(EXERCISE DATA Opens)

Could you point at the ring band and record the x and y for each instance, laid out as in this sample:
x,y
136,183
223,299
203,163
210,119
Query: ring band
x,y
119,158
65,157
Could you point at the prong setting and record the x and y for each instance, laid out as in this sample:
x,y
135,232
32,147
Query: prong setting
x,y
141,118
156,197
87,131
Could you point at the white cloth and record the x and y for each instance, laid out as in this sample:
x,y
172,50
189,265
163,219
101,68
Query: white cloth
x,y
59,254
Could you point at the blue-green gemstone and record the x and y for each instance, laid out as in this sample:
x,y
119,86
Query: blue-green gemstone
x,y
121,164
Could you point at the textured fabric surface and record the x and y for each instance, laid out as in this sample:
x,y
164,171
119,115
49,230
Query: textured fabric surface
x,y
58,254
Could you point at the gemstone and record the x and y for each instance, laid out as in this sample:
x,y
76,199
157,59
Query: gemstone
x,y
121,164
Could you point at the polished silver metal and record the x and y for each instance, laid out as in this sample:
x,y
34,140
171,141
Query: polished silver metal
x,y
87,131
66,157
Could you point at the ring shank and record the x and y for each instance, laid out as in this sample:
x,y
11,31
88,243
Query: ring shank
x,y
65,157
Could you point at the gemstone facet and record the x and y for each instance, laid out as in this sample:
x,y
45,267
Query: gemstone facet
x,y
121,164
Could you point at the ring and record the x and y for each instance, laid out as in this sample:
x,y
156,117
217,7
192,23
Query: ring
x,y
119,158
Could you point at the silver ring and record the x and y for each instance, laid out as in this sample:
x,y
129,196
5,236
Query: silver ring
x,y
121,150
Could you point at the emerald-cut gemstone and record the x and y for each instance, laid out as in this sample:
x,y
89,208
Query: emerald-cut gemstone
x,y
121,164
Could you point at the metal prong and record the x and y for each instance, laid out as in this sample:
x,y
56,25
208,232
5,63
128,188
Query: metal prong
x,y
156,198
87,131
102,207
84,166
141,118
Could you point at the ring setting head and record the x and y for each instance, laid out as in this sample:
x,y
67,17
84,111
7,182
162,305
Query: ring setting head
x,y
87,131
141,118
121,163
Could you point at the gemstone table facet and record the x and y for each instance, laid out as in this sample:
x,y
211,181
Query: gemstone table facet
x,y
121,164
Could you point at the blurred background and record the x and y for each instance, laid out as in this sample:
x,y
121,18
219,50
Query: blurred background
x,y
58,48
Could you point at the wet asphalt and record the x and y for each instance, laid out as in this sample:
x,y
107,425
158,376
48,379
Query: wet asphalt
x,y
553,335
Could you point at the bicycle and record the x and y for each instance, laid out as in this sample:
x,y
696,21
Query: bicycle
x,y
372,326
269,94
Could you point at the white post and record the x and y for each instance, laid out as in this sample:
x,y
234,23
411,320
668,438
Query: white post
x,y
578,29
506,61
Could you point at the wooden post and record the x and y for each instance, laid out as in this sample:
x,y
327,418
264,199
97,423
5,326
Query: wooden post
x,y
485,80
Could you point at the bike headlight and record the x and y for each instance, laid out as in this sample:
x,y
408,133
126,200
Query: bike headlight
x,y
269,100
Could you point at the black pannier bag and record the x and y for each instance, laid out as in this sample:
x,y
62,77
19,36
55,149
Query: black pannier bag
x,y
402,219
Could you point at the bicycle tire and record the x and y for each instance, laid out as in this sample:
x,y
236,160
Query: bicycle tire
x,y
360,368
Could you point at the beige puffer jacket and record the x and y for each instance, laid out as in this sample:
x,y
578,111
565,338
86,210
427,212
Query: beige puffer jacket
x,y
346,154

(EXERCISE DATA Closes)

PROMPT: The answer should contain every line of the data, unchanged.

WRITTEN RESPONSE:
Could you point at the ring band and record the x and y for each instance, laid out as in this sample:
x,y
136,183
223,299
203,163
210,119
Query: ring band
x,y
119,158
65,157
Could you point at the prong setting and record the x and y for each instance, laid out as in this sample:
x,y
135,232
32,147
Query: prong setting
x,y
141,118
156,197
87,131
Could you point at the white cloth and record the x and y for each instance, laid out as in this sample:
x,y
172,50
189,265
163,219
101,68
Query: white cloth
x,y
59,254
Could you point at the blue-green gemstone and record the x and y for each instance, laid out as in this sample:
x,y
119,86
Query: blue-green gemstone
x,y
121,164
Could you point at the textured fabric surface and record the x and y for each instance, laid out as in this sample:
x,y
164,171
119,115
49,230
Query: textured fabric surface
x,y
58,254
Could you point at the gemstone and record the x and y for each instance, laid out as in this sample:
x,y
76,199
157,59
Query: gemstone
x,y
121,164
Could you point at the polished silver metal and record the x and y for each instance, laid out as in this sample:
x,y
34,140
171,141
Query: polished silver metal
x,y
87,131
66,157
Could you point at the ring shank and record the x and y for each instance, laid out as in this sample:
x,y
11,31
88,243
Query: ring shank
x,y
65,157
Could you point at the gemstone facet and record the x and y for each instance, laid out as in this sample:
x,y
45,267
Query: gemstone facet
x,y
121,164
Could you point at the ring and record the x and y for each instance, laid out as in this sample:
x,y
156,117
217,7
192,23
Query: ring
x,y
119,158
Could you point at the silver ring and record the x and y for each instance, laid out as in this sample:
x,y
129,196
5,236
Query: silver ring
x,y
121,150
Could you point at the emerald-cut gemstone and record the x and y for each instance, laid out as in this sample:
x,y
89,208
Query: emerald-cut gemstone
x,y
121,164
Could you point at the metal prong and record the x and y for each instance, laid out as in this sample:
x,y
56,25
208,232
5,63
128,188
Query: metal prong
x,y
156,198
87,131
102,207
84,166
141,118
Could you point at the ring setting head and record the x and y for each instance, laid out as in this sample:
x,y
67,17
84,111
7,182
162,305
Query: ring setting head
x,y
87,131
141,118
121,163
Could you point at the gemstone table facet and record the x and y for each instance, laid out as in this sample:
x,y
211,181
Query: gemstone table facet
x,y
121,164
Could you point at the blurred background and record the x and y for each instance, laid out as in this sample:
x,y
121,18
219,50
Query: blurred background
x,y
58,48
Could you point at the wet asphalt and record the x and y for each instance, laid out as in this sample:
x,y
107,425
158,376
48,379
Query: wet asphalt
x,y
553,335
Could you point at the bicycle and record the x and y for each instance, laid out as in this sample:
x,y
696,21
Query: bicycle
x,y
372,326
269,94
Could you point at the white post and record the x and y for each instance, laid out as in this sample:
x,y
234,23
411,320
668,438
Query: white post
x,y
578,29
506,61
Could you point at the wooden post and record the x and y for each instance, laid out as in this sample:
x,y
327,418
264,199
97,423
5,326
Query: wooden post
x,y
485,80
Could you point at the bike headlight and record the x and y for each instance, laid out as in this sample:
x,y
408,133
126,200
Query: bike headlight
x,y
269,100
Could you point at the black pannier bag and record the x and y for each instance, laid out as in this sample:
x,y
62,77
19,36
55,149
Query: black pannier bag
x,y
402,219
Could you point at the bicycle tire and record the x and y for each instance, laid out as in this sample:
x,y
236,160
Query: bicycle tire
x,y
360,368
Could you point at the beige puffer jacket and record the x and y for each instance, laid out as in this sample:
x,y
578,111
565,338
86,210
427,212
Query: beige puffer jacket
x,y
346,154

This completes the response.